DATA FOR ANALYSIS
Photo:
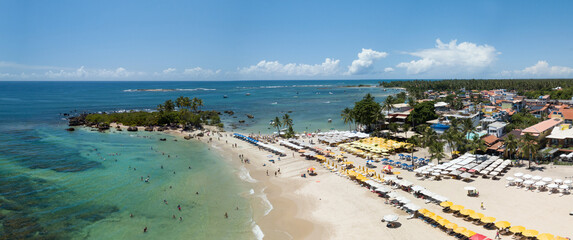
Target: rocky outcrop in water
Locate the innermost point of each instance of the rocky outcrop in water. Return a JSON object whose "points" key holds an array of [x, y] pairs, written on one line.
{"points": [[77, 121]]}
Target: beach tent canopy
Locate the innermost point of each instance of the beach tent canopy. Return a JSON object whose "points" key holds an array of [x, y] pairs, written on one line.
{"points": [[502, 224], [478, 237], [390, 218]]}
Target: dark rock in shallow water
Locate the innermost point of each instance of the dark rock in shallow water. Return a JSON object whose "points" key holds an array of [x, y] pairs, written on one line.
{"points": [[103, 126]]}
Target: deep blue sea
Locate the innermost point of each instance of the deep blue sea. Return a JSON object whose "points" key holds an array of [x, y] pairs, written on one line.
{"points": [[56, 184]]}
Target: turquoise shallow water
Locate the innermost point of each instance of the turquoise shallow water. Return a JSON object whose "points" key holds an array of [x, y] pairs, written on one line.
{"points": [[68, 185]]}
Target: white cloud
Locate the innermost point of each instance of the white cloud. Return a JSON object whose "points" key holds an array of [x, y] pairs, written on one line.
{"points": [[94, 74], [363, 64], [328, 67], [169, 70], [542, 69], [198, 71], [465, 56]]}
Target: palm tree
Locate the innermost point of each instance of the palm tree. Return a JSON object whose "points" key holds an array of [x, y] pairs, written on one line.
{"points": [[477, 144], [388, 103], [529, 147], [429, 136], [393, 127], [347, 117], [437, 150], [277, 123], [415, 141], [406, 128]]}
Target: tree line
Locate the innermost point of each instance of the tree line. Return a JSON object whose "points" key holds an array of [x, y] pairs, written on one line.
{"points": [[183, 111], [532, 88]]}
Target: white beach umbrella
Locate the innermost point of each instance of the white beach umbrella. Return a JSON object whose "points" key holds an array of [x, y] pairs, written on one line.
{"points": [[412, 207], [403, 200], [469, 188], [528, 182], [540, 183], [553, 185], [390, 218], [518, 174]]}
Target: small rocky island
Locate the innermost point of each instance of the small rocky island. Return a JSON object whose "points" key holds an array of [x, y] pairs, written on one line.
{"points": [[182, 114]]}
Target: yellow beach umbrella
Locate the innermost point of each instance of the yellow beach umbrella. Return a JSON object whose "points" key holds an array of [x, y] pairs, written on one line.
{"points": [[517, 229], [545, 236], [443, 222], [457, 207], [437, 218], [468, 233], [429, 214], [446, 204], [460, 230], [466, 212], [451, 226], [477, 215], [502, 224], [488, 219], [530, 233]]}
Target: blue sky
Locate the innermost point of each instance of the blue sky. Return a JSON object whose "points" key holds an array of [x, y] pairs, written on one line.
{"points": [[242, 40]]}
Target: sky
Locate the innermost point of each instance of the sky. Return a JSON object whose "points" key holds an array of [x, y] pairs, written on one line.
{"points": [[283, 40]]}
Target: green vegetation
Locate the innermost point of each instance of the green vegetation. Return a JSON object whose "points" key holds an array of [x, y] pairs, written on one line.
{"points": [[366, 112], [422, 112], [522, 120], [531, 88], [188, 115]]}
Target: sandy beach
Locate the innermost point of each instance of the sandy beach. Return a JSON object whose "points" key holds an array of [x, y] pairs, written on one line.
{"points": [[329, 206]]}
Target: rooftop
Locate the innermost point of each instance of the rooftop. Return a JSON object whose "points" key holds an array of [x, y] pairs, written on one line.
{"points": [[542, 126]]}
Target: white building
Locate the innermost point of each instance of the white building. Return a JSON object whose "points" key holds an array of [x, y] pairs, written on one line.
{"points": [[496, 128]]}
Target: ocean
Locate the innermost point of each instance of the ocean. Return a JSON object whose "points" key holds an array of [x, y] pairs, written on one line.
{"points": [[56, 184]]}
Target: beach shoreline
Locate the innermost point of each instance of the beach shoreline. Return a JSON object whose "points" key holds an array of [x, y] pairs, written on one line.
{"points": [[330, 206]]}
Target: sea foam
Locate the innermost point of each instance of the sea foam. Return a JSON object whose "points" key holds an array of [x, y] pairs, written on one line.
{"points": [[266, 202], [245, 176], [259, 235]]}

EXERCISE DESCRIPTION
What is needed is an exact retyping of the lines from the start of the data through the line with "Target: deep blue sea", with both end lines kept and every picture left out.

REPLY
Photo:
Target: rocky outcrop in water
Locate the innermost point of each instance of the rocky outcrop in water. Return a JSON object whose "points" key holds an array of [x, y] pairs, written on one line.
{"points": [[77, 121]]}
Target: beach tent canopy
Locate the innermost point of each instance of the beach tent canopy. Return a JSON object whose "points" key holds an array of [x, y] pairs, written on one line.
{"points": [[502, 224], [478, 237], [390, 218]]}
Target: dark rock in shallow water
Locate the innermost point of each instance of the dark rock in shallow water. Return a JSON object whose "points" key holds an array of [x, y] pairs, written on one line.
{"points": [[103, 126]]}
Target: deep blue sea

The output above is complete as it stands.